- _INPUT RECORDS_

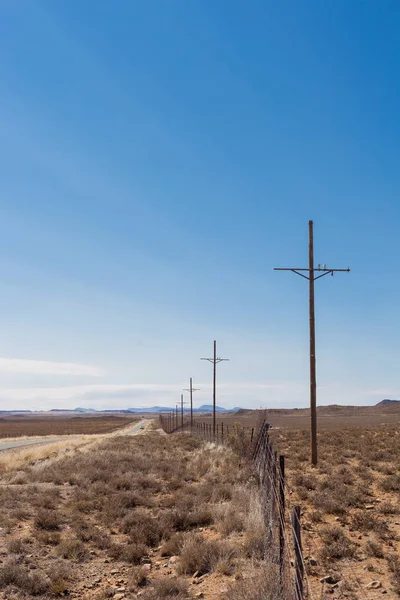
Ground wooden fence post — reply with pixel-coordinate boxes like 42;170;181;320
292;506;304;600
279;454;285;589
---
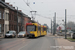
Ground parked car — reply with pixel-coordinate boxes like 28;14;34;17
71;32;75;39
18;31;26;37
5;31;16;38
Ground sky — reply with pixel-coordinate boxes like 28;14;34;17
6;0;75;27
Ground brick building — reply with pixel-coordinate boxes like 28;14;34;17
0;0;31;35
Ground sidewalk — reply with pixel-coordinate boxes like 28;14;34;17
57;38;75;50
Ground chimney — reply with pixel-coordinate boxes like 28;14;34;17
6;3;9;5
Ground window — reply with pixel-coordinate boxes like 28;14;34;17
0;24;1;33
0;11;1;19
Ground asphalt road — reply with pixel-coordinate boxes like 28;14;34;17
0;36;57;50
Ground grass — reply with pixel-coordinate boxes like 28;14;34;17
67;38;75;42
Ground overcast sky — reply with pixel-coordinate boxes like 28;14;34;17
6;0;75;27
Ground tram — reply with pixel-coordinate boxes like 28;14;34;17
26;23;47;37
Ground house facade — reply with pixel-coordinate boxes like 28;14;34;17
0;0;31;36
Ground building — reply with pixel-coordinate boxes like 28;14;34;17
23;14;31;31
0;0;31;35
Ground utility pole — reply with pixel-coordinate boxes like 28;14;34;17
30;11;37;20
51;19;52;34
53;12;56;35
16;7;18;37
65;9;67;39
==
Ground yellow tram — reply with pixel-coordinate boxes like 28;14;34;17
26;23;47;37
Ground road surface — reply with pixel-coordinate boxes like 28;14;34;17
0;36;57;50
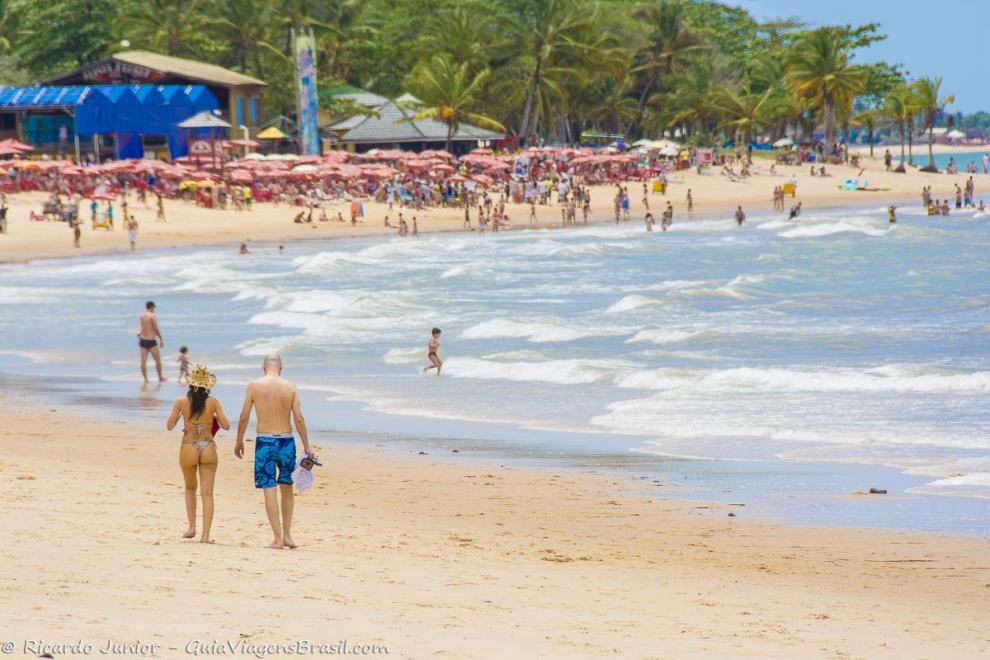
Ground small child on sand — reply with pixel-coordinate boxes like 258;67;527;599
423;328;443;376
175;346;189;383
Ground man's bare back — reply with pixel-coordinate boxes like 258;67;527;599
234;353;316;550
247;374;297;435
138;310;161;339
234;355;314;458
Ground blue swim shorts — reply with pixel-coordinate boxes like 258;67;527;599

- _EXERCISE_
Reproduce the lines of the entries above verbatim, starting at the line that contains "Ground wooden fence" and ending at the line that contains "279;454;285;589", with both of those lines included.

- _RESPONSE_
Ground wooden fence post — reply with pixel-coordinate boxes like 42;170;181;320
292;506;304;600
279;454;285;589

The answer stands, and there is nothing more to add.